Requirements —
List every line in the data below that contains the word "blue", copying each such line in full.

** start **

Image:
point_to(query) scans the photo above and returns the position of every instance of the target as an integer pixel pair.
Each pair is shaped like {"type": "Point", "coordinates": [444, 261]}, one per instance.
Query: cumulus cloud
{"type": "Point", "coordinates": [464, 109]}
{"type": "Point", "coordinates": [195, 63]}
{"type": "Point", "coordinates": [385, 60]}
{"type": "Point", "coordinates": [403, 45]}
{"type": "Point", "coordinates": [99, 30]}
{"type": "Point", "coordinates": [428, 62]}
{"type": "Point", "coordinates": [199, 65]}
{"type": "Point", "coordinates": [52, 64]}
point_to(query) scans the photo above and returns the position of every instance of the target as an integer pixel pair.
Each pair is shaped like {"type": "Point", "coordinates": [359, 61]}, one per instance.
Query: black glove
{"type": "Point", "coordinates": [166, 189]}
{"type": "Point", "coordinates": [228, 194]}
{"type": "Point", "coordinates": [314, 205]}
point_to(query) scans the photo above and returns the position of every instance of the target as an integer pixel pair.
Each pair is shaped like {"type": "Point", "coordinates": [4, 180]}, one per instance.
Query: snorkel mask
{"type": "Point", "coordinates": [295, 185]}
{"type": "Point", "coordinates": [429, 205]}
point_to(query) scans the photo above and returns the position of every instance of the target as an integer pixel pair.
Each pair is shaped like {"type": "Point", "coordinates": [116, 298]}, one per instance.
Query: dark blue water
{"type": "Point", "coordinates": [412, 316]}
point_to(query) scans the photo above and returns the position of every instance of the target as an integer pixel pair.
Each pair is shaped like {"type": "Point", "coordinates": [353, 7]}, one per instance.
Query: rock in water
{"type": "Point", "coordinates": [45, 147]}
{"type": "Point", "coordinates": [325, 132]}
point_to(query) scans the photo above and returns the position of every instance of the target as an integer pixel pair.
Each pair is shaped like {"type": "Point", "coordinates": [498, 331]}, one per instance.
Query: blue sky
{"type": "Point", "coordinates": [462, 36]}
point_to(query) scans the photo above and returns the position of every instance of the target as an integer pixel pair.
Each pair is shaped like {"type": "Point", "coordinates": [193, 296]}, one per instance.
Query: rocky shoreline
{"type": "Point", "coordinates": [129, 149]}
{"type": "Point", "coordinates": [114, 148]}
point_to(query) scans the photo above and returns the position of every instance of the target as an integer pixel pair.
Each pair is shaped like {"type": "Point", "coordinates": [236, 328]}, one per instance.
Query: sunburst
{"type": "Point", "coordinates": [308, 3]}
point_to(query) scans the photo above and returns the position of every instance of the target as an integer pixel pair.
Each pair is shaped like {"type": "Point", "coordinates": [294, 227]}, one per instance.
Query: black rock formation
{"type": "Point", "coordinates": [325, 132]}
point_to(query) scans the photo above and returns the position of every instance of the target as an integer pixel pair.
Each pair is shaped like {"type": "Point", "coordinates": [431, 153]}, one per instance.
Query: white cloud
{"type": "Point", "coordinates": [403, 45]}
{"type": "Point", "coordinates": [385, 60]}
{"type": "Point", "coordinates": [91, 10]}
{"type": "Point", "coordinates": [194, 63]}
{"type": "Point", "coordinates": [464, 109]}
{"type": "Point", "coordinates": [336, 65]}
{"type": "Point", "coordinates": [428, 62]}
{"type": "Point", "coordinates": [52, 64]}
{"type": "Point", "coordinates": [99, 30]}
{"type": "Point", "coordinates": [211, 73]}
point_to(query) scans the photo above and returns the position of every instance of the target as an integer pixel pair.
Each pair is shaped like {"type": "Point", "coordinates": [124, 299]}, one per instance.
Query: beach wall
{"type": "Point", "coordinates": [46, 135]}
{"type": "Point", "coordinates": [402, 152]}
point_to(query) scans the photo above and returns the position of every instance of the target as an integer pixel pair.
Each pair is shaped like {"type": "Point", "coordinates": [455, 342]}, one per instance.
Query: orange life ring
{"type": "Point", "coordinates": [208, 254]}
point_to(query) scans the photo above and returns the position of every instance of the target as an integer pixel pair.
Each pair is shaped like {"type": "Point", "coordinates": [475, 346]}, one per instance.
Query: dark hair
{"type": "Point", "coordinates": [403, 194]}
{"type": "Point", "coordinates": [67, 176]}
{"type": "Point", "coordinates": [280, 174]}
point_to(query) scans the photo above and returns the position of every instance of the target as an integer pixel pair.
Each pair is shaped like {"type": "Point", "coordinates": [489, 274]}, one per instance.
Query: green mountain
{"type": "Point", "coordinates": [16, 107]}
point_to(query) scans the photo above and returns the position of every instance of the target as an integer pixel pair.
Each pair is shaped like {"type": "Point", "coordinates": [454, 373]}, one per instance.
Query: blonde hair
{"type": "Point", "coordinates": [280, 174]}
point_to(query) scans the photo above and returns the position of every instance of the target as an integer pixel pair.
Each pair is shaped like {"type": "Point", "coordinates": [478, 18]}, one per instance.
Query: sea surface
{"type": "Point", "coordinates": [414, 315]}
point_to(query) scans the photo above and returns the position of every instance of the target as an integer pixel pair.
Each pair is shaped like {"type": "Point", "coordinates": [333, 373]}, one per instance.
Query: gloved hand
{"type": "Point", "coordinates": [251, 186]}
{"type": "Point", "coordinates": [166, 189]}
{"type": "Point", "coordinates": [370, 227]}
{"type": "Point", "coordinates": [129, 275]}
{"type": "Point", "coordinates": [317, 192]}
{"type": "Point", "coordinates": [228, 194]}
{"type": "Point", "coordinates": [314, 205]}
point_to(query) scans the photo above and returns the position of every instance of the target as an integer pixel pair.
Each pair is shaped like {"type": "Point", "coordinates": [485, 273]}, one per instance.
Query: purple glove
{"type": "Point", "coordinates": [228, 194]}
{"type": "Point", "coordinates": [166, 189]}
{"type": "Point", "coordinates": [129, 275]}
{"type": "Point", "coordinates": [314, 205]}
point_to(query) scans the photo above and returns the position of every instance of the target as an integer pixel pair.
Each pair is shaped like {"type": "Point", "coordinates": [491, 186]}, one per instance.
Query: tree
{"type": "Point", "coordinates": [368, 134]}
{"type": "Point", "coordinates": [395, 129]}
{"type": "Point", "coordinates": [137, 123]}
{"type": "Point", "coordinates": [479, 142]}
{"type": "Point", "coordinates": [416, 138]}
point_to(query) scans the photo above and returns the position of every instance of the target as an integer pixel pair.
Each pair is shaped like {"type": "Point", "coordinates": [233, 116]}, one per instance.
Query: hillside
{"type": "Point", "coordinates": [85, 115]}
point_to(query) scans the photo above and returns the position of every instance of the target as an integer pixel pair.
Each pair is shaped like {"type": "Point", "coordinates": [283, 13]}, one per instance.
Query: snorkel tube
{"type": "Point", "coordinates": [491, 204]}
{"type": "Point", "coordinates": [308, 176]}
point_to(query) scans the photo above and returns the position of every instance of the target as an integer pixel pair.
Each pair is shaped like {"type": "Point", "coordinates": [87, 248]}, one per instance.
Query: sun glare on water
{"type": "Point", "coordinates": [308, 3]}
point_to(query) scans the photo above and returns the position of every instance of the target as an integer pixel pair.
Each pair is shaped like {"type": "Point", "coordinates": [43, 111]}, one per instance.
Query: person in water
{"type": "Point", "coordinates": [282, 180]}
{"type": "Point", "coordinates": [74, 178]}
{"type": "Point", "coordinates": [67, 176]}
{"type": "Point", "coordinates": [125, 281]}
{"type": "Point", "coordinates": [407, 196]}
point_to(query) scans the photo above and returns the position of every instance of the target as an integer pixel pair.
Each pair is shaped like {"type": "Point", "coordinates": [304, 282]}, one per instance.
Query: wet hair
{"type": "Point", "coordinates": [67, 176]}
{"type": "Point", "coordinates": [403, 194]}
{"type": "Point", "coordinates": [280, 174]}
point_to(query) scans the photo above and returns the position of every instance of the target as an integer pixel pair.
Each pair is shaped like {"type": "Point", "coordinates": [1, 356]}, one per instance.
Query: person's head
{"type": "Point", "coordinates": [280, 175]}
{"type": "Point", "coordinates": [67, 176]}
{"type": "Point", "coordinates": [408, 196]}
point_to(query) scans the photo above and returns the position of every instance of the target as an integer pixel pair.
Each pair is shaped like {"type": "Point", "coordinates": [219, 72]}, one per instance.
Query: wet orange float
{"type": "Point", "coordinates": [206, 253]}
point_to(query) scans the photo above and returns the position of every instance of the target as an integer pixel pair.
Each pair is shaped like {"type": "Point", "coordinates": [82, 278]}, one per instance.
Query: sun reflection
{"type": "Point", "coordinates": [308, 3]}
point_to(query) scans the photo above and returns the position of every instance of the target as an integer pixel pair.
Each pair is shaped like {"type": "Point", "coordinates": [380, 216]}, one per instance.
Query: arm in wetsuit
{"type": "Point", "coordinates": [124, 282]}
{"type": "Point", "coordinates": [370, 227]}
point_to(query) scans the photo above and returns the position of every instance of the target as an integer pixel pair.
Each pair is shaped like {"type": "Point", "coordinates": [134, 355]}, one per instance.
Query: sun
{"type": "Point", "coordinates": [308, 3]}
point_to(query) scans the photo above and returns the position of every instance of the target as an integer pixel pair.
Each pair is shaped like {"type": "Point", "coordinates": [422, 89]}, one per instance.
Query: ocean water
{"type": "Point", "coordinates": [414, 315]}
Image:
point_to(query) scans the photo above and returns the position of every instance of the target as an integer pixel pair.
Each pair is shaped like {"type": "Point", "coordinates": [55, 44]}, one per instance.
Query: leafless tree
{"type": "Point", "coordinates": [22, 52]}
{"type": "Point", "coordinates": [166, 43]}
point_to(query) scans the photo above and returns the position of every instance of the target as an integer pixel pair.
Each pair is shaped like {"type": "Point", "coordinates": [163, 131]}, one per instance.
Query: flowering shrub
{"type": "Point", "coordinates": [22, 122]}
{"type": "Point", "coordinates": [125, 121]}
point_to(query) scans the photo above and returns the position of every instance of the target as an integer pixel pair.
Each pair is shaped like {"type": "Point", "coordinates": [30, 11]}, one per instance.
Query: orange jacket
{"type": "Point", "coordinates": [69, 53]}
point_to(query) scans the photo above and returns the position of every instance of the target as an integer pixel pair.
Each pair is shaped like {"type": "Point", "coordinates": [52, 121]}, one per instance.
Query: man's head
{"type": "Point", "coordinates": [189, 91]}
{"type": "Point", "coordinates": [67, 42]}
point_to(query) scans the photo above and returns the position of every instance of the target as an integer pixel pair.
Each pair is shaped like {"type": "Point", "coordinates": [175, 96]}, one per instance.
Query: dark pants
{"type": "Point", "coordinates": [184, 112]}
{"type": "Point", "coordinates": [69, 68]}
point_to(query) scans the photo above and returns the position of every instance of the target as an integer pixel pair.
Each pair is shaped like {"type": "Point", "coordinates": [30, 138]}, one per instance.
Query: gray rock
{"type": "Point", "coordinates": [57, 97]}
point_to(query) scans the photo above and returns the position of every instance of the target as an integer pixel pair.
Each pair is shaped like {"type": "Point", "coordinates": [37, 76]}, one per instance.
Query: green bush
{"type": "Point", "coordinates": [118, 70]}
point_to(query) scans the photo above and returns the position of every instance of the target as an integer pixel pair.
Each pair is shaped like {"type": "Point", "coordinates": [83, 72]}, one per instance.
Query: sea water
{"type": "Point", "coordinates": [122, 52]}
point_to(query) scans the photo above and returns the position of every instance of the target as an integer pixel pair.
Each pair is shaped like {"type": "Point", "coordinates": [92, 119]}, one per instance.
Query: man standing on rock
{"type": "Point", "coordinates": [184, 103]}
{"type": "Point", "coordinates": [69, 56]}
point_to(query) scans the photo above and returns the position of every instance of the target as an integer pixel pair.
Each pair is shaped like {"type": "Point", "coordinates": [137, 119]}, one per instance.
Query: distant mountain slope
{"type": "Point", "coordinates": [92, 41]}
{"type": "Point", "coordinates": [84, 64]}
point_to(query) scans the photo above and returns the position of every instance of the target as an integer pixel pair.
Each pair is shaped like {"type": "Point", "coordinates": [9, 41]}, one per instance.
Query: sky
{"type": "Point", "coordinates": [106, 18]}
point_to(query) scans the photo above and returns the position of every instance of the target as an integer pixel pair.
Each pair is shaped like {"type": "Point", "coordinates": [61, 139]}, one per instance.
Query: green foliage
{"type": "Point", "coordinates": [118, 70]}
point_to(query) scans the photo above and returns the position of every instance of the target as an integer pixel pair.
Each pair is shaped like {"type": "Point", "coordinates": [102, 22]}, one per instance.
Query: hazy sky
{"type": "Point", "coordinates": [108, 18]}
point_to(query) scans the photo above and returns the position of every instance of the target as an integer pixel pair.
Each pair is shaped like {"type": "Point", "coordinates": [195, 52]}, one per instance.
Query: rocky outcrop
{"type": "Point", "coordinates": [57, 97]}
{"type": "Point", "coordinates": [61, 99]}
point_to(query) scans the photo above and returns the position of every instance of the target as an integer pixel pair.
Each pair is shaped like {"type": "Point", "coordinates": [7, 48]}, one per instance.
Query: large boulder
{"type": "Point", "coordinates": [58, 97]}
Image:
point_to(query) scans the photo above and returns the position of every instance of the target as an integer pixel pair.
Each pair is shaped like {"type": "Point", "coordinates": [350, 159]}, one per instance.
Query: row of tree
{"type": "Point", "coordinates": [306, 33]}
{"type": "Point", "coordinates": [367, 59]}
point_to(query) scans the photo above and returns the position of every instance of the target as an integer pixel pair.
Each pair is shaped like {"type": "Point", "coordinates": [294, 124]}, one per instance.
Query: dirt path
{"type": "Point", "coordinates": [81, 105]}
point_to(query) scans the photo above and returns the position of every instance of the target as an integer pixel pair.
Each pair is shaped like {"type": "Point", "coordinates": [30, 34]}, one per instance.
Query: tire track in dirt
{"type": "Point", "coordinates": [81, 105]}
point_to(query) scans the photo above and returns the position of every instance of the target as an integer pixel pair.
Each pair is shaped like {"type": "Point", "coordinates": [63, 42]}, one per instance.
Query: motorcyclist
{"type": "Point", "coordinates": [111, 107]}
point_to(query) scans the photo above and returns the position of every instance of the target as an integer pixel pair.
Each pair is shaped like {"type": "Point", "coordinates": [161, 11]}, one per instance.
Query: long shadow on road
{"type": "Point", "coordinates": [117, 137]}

** end **

Exercise answer —
Query: dark blue water
Query: blue sky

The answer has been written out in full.